Saturday, 16 June 2012

Holy Basil Restaurant, Canley Heights - Sydney

Holy Basil on Urbanspoon





Holy Basil's reputation precedes my experience eating there, and so when Lin organised a lunch meet up for the six of us at a group meal, I was looking forward to try the place out. Holy Basil has two outlets, one in Sydney CBD at the Shark Hotel along the upper end of Liverpool Street (not the Spanish quarter nearer Darling Harbour), and the original place in Canley Heights, in the western suburbs of the greater Sydney region.  We arrived early at the Canley Heights restaurant, run by the Inthavong family, on a persistently rainy day, was prepared for the no bookings scenario and were generally delighted with the taste and quality of the dishes served.  Above, Thai inspired tom yum soup, spicy, aromatic and with a thicker soup than other versions. I loved the mushrooms and herbal essence.  Below, the stir fried mussels on the shell are provided  with a plethora of herbs like chili jams, basil and fresh chili cuts.










Deep fried starters, like marinated wings (Peak Kai Tod), are always a winner (image below), especially when accompanied by different sauces.  The fellow lunchers that day were a mixture of family, twenty somethings, regulars and repeat visitors.  There is a wholesome range at the bar, particularly with labels such as Singha, Peroni and Heineken beers; Peter Lehmann and Yalumba wines from South Australia; and Sauvignon Blanc from the Nautilus Estate Marlborough in New Zealand.






The Som Tam (papaya salad ala Thai) above contrasts with the entree of
the Yum Pla Muk (calamari salad) below, served with garnishings of Spanish onion slices and a twist of fresh lemon.  These two dishes make Holy Basil very much infused with Thai cuisine in its menu, but the trick is also to savour the Laotian offerings.





The range of desserts is limited but we enjoyed the sticky coconut black  rice pudding
(pictured above), that came with durians (below) and strawberries.







The motto of Holy Basil is "Eat. Drink. Laugh".  We certainly did that - and also chatted much. My impressions of the Holy Basil Restaurant in Canley Heights are:

Atmosphere:  Suburban but also yuppie..
Location:  Busy, buzzing and lively.
Taste:  Above expectations.
People Engagement:  Friendly.
Service:  Responsive, although the table was a tad small for a group of six.  Dishes came out rather fast but that is good.
Best Time to Visit: An hour before everybody expects to turn up for dinner or lunch.
Fav Dish Experienced:  Tom Yum.
Would I Return?:  Definitely yes.

John suggested the Pad Kee Mao ( with flat rice noodles and a spicy kick) and it was an eye opener. Dishes I have an eye for in the future at Holy Basil are the Thai fried rice with crab meat (Khao Pad Pu); the soft shell crab; the Pla Sam Rod (deep fried fish of your choice with three different sauces, a real test of any Thai restaurant); Lao grilled pork sausages; and the unusual chicken feet salad.  The brave can brace for the Lu Oi Bo, an ox tongue special.

• _Set task 1_
Report how many lines in the records contain the string "umbrella", treating uppercase and lowercase as distinct, and give only that number.
The restaurant review and the records are unrelated pieces of material.

• _Data listing_
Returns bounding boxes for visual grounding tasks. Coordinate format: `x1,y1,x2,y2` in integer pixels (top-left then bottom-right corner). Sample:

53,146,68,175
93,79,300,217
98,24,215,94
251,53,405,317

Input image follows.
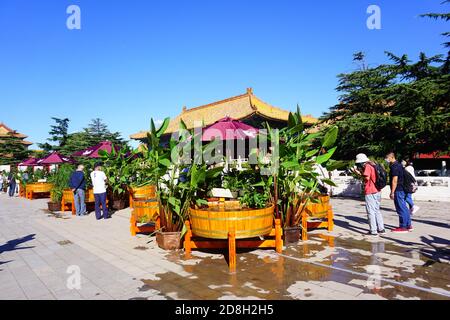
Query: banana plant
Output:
266,107,338,227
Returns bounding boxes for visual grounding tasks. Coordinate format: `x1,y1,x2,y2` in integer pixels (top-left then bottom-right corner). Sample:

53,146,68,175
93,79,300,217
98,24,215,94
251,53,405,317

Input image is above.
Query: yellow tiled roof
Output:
130,88,318,139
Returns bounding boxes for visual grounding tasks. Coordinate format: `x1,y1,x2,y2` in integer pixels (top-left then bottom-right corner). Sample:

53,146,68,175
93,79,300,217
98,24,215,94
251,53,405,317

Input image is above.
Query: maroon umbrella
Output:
36,151,74,165
72,141,119,158
19,157,37,167
202,117,258,141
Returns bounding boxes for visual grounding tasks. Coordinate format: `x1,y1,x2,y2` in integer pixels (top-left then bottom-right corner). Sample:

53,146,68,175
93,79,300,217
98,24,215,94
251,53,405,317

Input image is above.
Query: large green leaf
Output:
159,158,172,167
322,126,339,149
316,147,336,164
156,118,170,138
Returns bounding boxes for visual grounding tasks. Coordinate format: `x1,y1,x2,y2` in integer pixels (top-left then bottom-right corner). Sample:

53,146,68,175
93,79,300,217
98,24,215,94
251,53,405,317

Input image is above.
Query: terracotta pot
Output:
113,199,127,210
284,227,301,245
156,232,181,250
47,202,61,212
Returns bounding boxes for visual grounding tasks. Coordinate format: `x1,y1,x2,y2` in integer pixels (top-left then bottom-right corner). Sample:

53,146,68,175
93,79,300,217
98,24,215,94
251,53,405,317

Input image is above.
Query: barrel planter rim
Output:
189,204,275,239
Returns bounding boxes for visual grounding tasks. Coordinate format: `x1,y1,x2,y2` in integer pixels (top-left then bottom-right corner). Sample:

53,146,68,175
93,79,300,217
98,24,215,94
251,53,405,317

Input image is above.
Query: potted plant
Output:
144,118,222,250
262,109,338,243
48,164,74,212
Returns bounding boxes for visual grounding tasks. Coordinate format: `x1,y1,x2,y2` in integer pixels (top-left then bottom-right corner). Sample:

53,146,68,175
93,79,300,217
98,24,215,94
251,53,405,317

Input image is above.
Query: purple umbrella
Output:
36,151,74,165
202,117,258,141
19,157,37,167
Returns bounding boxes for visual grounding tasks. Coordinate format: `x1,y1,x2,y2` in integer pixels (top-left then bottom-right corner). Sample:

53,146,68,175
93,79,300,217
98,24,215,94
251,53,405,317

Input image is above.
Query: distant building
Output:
130,88,318,143
0,122,33,162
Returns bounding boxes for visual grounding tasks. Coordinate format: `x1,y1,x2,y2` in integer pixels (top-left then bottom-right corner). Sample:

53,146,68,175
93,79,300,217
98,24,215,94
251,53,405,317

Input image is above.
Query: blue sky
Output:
0,0,450,147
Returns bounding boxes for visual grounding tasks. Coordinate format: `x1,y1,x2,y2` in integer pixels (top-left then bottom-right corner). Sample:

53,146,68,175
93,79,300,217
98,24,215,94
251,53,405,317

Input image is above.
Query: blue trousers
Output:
94,192,108,220
406,193,414,210
9,182,17,197
394,191,411,229
73,189,86,216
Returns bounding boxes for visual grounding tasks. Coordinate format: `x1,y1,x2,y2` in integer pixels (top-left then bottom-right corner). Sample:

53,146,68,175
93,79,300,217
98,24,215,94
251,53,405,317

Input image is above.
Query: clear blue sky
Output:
0,0,450,147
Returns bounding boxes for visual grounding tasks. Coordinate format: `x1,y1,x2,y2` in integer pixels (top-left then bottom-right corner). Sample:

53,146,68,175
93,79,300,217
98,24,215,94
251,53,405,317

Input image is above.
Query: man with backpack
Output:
385,152,413,233
356,153,386,236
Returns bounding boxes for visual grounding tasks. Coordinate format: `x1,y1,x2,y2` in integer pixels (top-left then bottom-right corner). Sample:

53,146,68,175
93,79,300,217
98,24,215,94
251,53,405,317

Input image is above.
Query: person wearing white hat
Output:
356,153,386,236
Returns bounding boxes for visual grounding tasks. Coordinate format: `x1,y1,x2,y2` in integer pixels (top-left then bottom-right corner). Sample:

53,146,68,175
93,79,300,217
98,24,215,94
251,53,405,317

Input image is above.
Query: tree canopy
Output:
39,118,126,156
322,4,450,160
0,132,30,165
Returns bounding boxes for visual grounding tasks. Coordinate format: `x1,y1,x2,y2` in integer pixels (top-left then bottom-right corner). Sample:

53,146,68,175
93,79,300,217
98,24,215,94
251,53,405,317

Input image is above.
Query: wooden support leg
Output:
328,206,334,232
228,231,236,273
275,219,283,253
184,221,192,259
130,213,137,237
302,210,308,241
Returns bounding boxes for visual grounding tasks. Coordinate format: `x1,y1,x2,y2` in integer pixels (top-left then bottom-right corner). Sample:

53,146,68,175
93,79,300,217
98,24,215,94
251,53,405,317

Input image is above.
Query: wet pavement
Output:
141,234,450,300
0,195,450,300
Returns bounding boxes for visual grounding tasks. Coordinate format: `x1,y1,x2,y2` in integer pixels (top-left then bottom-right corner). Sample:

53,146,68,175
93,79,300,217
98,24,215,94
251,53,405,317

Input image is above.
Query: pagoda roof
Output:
130,88,318,140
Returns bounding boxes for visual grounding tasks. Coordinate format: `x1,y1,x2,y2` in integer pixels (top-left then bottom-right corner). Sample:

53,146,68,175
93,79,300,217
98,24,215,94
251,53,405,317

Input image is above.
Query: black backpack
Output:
403,169,419,193
370,163,387,191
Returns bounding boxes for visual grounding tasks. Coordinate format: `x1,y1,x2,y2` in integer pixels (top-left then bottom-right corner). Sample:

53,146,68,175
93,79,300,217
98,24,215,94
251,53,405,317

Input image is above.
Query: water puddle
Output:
141,234,450,300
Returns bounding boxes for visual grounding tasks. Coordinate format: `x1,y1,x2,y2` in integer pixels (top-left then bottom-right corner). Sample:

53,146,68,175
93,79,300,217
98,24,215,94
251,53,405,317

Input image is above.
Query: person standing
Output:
91,163,109,220
69,164,86,216
356,153,386,236
8,169,17,197
0,171,6,192
385,152,413,233
402,160,420,215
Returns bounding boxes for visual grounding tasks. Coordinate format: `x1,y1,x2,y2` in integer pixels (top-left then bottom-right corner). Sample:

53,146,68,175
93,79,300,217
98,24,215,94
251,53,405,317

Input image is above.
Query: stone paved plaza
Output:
0,194,450,299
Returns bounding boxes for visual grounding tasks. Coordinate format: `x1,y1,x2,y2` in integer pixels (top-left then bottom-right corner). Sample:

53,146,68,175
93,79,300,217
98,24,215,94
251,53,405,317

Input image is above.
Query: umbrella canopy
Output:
202,117,258,141
36,151,74,165
72,141,119,158
19,157,37,167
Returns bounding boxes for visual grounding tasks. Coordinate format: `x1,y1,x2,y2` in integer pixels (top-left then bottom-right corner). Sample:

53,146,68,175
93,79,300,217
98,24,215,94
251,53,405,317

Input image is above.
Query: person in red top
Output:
356,153,386,236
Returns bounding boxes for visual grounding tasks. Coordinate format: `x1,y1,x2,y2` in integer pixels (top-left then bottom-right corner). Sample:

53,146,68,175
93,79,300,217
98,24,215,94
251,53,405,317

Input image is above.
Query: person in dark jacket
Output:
8,169,17,197
385,152,413,233
69,164,86,216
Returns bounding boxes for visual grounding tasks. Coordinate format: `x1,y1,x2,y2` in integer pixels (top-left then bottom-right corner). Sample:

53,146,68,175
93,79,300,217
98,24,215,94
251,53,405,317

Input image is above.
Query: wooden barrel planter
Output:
26,182,53,200
184,203,283,272
130,198,160,236
189,205,275,239
128,185,156,208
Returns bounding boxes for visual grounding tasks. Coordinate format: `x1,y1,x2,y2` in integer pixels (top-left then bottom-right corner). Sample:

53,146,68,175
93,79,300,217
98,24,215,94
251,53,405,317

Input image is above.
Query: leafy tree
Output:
322,1,450,160
0,132,30,165
420,0,450,48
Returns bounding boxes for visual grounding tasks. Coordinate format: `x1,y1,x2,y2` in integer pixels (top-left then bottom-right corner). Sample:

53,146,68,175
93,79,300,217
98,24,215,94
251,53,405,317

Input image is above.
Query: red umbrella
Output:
72,141,118,158
36,151,74,165
202,117,258,141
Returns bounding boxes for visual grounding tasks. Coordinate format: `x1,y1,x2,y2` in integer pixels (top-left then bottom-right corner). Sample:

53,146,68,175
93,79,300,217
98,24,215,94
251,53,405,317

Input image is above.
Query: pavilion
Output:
130,88,318,143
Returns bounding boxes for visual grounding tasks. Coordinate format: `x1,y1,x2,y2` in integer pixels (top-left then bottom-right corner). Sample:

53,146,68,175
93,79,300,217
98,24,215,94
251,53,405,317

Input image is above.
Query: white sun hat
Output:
356,153,370,163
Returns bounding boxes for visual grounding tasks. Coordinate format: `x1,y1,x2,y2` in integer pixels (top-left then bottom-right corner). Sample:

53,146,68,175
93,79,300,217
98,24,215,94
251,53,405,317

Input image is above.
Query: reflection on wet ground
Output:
141,234,450,299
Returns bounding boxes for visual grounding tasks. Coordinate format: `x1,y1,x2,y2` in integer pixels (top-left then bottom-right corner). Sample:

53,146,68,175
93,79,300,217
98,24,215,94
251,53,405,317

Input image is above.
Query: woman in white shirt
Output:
91,163,109,220
402,160,420,215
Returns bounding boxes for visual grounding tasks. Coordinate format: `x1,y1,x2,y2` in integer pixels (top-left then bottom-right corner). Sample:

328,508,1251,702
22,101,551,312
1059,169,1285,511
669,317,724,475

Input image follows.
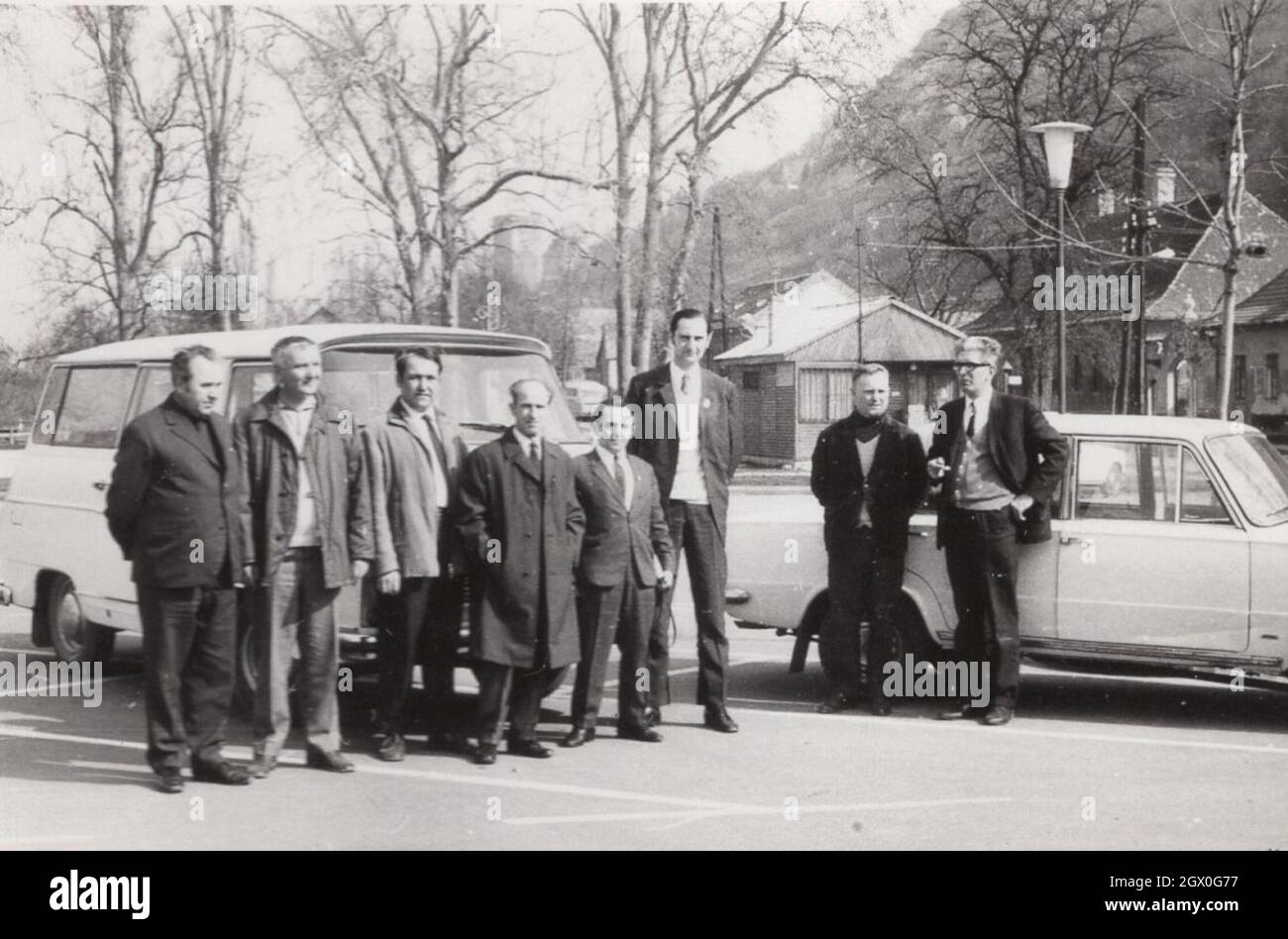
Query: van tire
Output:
44,574,116,664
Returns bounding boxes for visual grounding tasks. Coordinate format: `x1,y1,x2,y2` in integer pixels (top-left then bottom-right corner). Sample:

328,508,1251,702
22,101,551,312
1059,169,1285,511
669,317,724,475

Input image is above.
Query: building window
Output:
796,368,854,424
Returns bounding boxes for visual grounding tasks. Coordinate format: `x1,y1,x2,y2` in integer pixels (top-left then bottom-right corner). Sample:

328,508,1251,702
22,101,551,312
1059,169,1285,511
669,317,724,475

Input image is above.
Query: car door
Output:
1056,438,1249,652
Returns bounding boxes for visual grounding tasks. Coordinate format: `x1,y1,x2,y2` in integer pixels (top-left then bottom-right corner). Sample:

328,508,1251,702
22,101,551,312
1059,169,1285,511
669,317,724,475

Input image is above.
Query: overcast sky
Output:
0,0,954,348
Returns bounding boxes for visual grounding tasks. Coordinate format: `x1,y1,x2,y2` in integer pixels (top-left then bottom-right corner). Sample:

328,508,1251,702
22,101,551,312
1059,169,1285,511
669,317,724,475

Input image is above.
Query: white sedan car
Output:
728,413,1288,678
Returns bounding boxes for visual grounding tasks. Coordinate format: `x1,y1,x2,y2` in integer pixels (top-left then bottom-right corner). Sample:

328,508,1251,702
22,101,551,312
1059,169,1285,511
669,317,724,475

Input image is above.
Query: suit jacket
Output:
456,428,587,669
928,393,1069,548
233,387,376,588
810,413,928,554
626,365,742,541
107,394,244,587
574,451,673,587
362,402,469,577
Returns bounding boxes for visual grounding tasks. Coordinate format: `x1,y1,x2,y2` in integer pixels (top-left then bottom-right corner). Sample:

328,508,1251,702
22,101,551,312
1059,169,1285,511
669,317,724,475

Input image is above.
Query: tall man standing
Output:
364,346,467,762
235,336,375,778
562,404,674,747
456,378,587,765
927,336,1069,726
810,364,926,715
626,309,742,733
107,346,250,792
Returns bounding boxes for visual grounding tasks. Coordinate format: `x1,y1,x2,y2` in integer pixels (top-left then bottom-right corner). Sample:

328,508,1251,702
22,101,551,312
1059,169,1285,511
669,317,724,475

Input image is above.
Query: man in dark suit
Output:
626,309,742,733
456,378,587,765
107,346,250,792
562,404,674,747
364,346,468,762
810,364,926,715
927,336,1069,726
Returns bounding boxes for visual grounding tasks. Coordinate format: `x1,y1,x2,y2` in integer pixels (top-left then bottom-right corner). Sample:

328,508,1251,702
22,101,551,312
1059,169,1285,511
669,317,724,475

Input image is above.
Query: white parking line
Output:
501,796,1015,824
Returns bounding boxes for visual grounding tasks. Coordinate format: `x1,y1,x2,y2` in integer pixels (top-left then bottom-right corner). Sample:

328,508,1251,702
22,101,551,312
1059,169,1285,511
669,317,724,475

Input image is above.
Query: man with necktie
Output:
927,336,1069,726
562,403,674,747
364,346,468,762
456,378,587,767
626,309,742,733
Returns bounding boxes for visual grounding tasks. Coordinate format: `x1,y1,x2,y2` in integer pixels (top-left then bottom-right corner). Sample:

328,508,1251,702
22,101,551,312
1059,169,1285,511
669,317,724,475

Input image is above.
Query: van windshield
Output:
322,348,585,443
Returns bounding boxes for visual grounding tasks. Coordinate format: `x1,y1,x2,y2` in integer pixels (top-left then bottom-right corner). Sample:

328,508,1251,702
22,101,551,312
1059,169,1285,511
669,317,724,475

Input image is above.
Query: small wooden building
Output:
715,296,965,465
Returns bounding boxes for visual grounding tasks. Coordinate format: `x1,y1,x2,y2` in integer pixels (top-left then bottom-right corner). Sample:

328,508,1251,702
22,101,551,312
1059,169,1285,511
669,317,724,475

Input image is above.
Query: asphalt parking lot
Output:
0,592,1288,850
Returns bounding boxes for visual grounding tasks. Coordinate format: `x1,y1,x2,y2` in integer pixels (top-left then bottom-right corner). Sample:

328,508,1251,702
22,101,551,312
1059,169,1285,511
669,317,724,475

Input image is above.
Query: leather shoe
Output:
617,726,662,743
425,730,471,754
304,749,353,773
250,756,277,780
984,704,1015,726
376,734,407,763
814,694,854,713
559,726,595,747
505,741,550,760
158,769,183,793
192,760,250,785
703,707,738,734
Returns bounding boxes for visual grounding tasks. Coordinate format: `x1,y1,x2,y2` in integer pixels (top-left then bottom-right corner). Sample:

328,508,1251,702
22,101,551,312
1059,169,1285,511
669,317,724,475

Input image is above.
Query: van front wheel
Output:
46,574,116,664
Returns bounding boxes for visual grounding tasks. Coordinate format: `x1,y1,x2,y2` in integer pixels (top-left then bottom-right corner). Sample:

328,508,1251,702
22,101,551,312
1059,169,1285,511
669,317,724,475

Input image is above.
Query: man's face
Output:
510,381,550,437
953,348,997,398
854,372,890,417
671,317,711,369
277,346,322,397
398,356,438,413
174,356,224,415
592,407,635,456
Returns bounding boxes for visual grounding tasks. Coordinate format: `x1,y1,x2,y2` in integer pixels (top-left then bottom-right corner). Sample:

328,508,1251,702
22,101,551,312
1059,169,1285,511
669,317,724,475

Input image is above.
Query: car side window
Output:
53,365,136,449
1076,441,1150,522
1181,450,1233,524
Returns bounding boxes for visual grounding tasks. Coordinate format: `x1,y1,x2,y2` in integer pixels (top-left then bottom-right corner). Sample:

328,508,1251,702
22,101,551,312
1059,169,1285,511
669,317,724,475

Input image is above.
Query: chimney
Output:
1154,161,1176,205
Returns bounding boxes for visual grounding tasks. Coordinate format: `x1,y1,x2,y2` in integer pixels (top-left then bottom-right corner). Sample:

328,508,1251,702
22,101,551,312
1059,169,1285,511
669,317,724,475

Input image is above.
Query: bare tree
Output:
42,7,187,339
163,7,250,330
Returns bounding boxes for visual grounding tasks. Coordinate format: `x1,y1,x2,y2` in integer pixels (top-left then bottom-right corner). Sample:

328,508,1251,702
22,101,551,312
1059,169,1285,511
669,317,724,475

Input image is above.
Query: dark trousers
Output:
138,583,237,773
474,662,568,746
376,577,461,734
940,509,1020,707
648,500,729,710
572,566,657,729
818,528,903,700
253,548,340,759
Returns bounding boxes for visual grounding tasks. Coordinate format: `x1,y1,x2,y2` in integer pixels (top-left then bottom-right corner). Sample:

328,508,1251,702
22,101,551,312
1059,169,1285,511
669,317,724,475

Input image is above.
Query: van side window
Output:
31,368,68,443
53,365,134,449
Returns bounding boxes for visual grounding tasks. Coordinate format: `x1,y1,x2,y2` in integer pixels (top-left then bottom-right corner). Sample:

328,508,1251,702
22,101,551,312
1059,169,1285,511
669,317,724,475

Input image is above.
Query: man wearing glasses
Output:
926,336,1069,726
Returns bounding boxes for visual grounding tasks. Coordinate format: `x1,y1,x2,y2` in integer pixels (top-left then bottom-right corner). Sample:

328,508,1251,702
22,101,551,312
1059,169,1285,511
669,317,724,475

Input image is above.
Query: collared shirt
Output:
595,443,635,510
279,395,322,548
671,362,709,505
398,398,447,509
952,395,1015,511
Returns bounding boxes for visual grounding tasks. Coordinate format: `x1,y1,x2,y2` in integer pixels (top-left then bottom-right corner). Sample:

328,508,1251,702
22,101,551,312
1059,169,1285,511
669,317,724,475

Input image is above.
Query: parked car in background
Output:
0,323,587,687
728,413,1288,678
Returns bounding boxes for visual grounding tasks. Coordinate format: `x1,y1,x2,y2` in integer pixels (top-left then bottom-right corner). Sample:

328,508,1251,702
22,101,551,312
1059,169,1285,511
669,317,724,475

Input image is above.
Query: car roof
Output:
1046,411,1261,442
55,323,550,365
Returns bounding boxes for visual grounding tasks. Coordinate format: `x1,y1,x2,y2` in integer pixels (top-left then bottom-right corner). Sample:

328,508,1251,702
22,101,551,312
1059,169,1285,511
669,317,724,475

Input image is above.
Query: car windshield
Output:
322,348,585,443
1207,434,1288,527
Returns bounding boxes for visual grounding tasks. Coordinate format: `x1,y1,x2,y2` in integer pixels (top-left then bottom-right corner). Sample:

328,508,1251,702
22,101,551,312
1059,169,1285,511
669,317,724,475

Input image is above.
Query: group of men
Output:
810,336,1068,726
107,309,1066,792
107,309,741,792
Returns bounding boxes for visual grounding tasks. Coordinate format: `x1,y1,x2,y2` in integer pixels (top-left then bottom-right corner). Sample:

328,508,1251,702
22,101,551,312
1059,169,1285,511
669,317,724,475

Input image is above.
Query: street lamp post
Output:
1029,121,1091,411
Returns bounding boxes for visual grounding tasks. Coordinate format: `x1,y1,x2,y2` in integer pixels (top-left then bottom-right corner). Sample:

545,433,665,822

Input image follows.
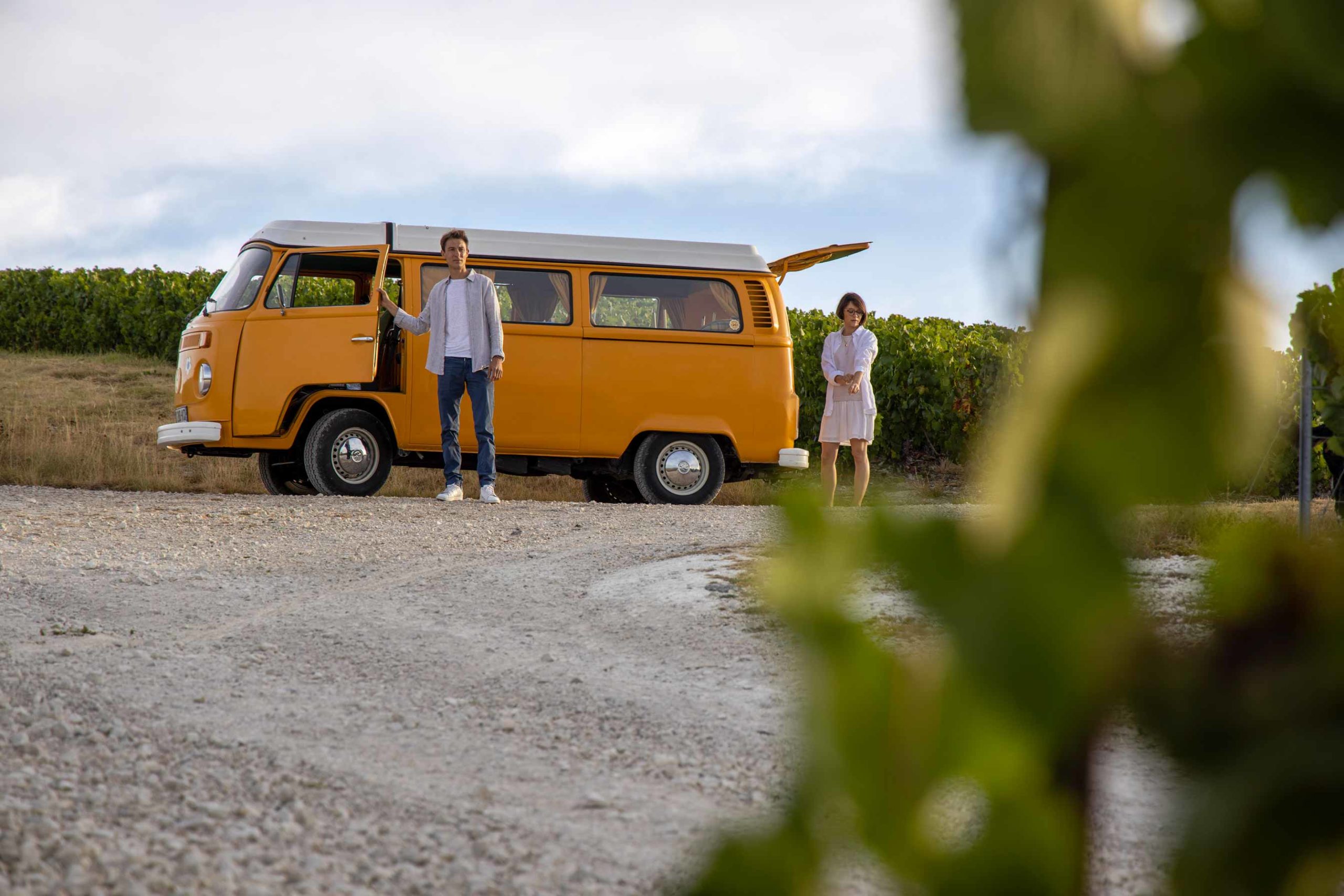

• _Set task 2_
Reproduce the passage of the restaurant review starting at "The range of" and ending at "(below) and strawberries.", with no change to its wording or punctuation.

• _Exercise solution 1_
4

• _Exercise solution 2_
The range of desserts is limited but we enjoyed the sticky coconut black  rice pudding
(pictured above), that came with durians (below) and strawberries.